- **Given problem**: Copy the lines of the records below verbatim, starting with the line containing "Locate accreditation badge." and ending with the line containing "99,396,216,431", both included.
** start Supplied records **
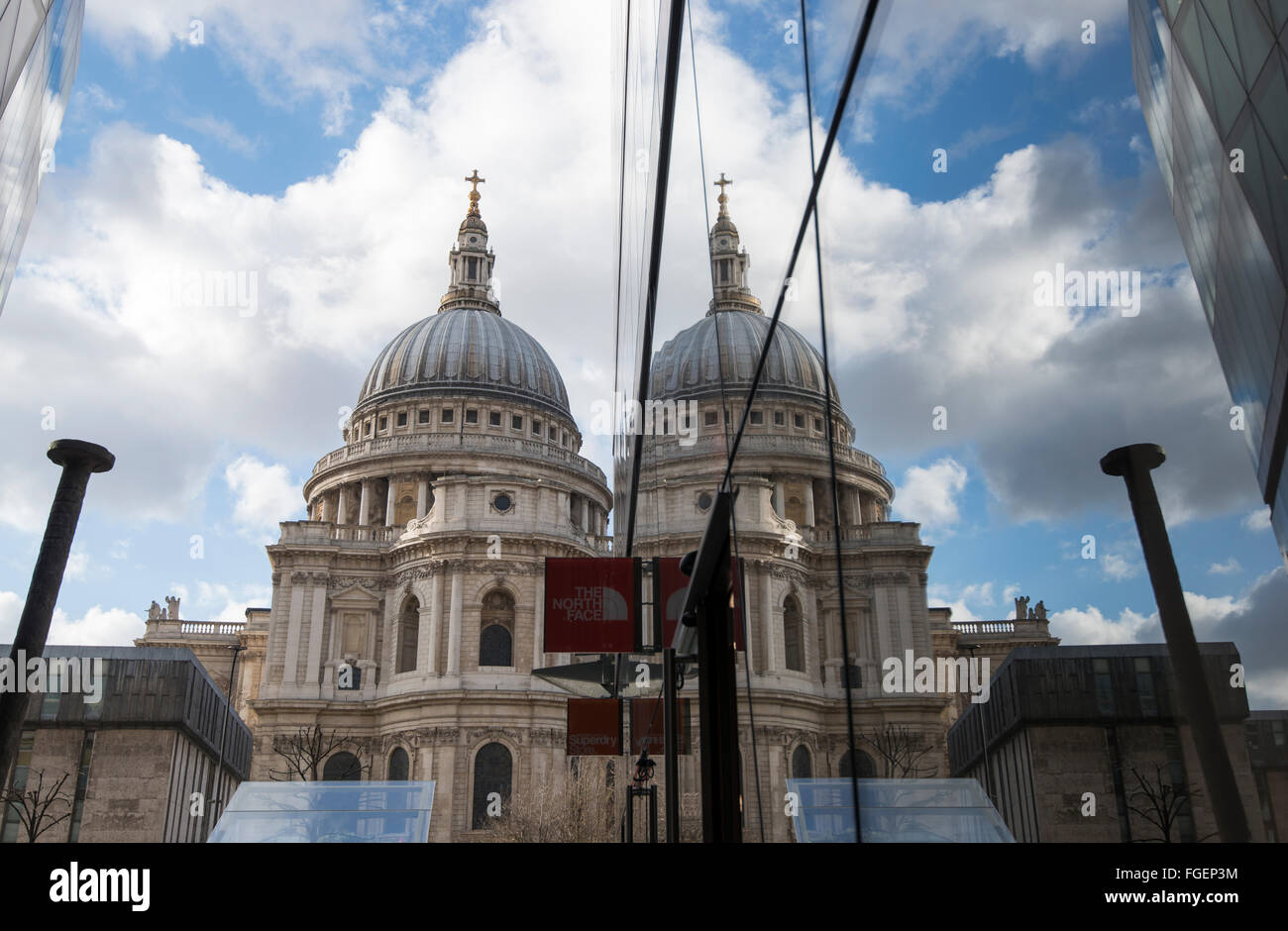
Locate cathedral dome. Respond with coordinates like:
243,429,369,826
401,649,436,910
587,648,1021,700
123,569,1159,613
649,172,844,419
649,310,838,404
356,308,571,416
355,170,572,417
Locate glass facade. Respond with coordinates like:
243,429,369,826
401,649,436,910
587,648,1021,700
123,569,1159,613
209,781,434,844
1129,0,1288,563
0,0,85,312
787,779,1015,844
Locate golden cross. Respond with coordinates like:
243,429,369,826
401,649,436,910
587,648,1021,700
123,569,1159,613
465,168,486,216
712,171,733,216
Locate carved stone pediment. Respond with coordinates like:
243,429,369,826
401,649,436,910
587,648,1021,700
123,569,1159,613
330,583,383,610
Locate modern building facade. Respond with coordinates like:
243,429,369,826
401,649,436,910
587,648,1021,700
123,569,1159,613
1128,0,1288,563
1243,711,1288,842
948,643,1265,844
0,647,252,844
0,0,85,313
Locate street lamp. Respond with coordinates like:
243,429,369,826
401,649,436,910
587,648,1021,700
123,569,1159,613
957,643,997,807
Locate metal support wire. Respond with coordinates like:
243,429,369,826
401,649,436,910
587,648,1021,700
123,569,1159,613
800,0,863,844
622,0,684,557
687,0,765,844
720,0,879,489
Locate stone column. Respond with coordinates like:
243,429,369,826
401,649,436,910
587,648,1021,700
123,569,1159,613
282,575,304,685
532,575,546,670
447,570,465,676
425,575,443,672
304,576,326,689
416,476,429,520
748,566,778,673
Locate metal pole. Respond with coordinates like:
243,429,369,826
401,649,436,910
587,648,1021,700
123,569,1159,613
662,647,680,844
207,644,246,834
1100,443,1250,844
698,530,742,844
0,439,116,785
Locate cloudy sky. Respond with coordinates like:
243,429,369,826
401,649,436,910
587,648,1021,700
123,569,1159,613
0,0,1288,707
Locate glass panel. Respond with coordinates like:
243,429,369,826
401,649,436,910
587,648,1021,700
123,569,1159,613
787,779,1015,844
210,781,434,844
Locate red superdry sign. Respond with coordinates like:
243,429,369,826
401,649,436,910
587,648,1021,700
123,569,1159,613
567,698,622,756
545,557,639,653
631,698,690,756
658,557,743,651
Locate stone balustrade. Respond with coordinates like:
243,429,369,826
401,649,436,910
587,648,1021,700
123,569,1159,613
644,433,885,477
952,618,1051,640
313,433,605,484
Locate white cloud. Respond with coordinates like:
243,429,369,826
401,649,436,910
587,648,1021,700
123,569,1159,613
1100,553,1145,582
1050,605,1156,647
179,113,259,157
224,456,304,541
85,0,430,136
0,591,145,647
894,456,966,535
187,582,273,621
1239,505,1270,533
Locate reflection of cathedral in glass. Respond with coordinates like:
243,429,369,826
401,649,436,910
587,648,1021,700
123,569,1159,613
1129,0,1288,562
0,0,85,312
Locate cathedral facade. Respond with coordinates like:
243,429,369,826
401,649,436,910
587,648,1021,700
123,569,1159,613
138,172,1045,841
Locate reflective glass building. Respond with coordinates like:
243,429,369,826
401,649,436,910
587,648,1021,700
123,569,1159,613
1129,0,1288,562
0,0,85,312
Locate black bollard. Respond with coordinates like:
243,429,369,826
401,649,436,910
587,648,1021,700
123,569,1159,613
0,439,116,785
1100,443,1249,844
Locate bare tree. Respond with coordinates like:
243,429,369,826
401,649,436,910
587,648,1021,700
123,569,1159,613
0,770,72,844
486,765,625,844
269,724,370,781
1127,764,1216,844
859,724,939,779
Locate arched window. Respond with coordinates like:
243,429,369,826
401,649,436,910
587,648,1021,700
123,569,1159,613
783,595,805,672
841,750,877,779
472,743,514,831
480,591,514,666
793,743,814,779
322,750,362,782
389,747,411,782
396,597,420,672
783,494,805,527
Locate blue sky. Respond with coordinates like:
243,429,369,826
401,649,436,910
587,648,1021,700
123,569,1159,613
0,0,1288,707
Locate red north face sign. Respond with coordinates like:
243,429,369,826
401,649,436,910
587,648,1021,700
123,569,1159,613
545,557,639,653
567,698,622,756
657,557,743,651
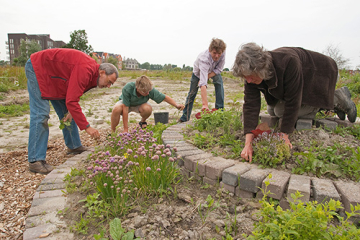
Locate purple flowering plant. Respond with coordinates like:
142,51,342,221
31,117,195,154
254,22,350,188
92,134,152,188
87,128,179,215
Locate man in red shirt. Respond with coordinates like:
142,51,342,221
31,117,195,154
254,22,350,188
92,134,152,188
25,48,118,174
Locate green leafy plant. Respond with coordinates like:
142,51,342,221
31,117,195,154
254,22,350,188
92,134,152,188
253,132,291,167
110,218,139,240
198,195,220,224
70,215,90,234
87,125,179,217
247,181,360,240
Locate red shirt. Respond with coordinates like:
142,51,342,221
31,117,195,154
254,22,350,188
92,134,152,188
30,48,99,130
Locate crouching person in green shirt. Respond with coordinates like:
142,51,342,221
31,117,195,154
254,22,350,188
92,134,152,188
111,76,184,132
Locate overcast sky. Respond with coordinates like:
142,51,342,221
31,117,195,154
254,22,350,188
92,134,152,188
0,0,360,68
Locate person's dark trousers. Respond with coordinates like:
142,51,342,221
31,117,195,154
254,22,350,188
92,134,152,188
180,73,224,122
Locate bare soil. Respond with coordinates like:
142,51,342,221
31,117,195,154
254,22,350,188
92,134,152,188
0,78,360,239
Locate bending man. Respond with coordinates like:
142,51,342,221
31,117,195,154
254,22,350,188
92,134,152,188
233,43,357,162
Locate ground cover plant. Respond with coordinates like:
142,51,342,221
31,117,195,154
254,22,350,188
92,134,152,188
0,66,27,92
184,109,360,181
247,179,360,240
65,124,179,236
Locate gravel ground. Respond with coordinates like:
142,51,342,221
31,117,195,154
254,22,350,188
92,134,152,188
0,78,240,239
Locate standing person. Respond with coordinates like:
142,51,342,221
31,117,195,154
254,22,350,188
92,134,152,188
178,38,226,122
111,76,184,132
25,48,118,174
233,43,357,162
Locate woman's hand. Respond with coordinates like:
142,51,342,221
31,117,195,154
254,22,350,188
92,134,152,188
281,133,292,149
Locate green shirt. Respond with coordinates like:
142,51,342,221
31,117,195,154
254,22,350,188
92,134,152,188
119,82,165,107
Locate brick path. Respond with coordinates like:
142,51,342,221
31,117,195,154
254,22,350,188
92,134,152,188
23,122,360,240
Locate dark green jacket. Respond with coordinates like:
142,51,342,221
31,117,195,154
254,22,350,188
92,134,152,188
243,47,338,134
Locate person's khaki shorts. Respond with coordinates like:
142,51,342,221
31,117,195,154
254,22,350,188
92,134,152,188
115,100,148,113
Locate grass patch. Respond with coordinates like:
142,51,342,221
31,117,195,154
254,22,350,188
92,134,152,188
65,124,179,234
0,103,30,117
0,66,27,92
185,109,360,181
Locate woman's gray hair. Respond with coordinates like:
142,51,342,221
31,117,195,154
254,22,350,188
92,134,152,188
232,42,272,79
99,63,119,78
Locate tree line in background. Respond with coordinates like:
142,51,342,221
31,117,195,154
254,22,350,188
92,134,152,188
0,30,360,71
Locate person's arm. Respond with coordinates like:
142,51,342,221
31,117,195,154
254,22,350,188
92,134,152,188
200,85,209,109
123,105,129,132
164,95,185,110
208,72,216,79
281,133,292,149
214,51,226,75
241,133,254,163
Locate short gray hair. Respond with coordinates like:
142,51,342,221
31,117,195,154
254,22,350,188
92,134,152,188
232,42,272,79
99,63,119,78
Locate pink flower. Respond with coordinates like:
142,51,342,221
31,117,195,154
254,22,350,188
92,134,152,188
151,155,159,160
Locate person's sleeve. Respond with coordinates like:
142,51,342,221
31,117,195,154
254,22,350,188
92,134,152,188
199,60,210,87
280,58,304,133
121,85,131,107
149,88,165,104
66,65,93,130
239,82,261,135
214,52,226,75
** end Supplied records **
** start Supplied records **
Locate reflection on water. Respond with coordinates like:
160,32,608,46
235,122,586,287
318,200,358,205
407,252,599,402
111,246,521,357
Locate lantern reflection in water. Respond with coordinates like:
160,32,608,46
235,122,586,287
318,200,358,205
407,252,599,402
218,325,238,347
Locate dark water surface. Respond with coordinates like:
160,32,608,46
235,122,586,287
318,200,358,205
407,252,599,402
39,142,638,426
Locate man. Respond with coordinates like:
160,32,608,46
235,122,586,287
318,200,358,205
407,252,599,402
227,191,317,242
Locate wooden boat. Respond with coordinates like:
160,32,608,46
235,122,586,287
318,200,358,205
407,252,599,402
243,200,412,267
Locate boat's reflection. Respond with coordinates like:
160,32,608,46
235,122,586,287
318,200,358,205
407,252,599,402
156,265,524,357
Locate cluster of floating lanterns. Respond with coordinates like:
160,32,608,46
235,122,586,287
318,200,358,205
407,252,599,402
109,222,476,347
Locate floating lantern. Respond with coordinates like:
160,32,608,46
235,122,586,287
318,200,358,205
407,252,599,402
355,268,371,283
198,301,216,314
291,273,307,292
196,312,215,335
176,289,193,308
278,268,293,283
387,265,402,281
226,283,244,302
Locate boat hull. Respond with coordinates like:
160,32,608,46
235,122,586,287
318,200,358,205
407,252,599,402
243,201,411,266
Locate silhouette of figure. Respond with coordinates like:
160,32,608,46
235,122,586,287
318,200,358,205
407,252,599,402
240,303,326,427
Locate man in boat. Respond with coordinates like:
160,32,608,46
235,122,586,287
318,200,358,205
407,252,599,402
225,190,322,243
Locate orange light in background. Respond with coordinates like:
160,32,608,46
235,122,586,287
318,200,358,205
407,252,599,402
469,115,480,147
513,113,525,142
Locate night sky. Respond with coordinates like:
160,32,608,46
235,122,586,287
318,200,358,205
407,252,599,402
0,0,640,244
** end Supplied records **
** start Supplied records **
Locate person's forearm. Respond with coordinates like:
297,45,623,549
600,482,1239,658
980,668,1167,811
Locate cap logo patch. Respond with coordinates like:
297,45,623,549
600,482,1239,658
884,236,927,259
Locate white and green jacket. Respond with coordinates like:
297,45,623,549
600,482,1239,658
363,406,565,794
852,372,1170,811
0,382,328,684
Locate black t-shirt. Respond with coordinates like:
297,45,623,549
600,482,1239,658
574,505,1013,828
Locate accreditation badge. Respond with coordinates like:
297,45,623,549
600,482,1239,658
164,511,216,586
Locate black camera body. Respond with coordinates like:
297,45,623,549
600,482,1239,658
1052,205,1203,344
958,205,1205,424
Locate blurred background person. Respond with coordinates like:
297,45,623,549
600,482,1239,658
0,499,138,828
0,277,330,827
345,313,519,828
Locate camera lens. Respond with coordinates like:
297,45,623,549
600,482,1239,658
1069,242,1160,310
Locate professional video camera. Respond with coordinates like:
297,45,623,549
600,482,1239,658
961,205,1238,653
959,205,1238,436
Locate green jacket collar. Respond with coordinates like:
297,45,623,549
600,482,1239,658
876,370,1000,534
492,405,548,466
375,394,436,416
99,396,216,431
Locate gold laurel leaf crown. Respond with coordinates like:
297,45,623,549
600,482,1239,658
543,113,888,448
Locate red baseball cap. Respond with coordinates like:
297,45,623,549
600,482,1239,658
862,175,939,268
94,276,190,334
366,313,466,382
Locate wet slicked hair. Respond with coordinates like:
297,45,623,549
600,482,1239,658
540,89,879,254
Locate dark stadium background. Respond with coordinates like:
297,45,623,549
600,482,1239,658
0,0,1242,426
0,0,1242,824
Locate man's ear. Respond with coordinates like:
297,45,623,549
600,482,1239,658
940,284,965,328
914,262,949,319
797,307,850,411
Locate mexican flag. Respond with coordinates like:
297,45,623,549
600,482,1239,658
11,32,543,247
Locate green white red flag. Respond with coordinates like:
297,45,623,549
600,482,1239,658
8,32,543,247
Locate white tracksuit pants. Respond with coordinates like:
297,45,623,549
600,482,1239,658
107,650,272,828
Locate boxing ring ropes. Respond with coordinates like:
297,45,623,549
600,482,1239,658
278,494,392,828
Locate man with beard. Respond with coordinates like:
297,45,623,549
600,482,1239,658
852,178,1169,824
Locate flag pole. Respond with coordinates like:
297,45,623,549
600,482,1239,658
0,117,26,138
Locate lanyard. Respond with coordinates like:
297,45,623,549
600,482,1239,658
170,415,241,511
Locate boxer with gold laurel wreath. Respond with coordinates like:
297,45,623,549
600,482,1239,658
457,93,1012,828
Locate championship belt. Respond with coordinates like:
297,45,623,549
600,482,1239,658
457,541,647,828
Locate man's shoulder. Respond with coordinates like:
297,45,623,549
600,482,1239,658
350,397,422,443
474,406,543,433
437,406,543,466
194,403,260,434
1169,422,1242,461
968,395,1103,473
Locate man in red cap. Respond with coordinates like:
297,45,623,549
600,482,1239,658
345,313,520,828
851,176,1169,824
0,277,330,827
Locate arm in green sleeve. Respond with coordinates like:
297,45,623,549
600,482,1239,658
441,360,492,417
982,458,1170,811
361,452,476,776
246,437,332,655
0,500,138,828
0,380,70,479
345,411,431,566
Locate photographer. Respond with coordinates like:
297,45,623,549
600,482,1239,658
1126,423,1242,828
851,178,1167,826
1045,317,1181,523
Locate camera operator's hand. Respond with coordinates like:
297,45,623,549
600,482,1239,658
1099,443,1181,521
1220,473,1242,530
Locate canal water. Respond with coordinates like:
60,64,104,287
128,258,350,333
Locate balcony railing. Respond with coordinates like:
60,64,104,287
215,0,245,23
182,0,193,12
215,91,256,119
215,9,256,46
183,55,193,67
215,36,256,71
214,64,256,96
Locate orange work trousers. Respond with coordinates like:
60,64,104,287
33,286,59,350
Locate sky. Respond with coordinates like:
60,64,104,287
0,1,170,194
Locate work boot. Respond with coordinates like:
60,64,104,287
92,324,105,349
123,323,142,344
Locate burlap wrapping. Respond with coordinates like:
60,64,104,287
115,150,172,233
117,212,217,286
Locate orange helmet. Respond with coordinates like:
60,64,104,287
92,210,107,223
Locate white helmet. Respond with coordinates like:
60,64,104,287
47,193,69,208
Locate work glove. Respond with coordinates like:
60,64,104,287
** end Supplied records **
- **Written answer**:
Locate accreditation badge. Respond with coordinates like:
297,45,623,549
600,482,1239,658
164,511,216,586
Locate black camera body. Respond with coordinates like:
297,45,623,549
600,482,1239,658
1052,205,1203,344
958,205,1205,424
Locate blurred background person. Respond with coordinates like:
297,45,623,549
600,482,1239,658
0,499,138,828
0,277,330,827
345,313,519,828
Locate camera lens. Respond with coordinates like:
297,45,623,549
600,482,1239,658
1069,242,1160,310
Locate professional video camera. Respond with coordinates like:
297,45,623,549
600,482,1239,658
961,205,1238,653
959,205,1238,436
Locate green jacket collar. Respond with coordinates like:
297,45,623,549
600,482,1239,658
876,370,1000,534
492,405,548,466
375,394,436,416
99,396,216,431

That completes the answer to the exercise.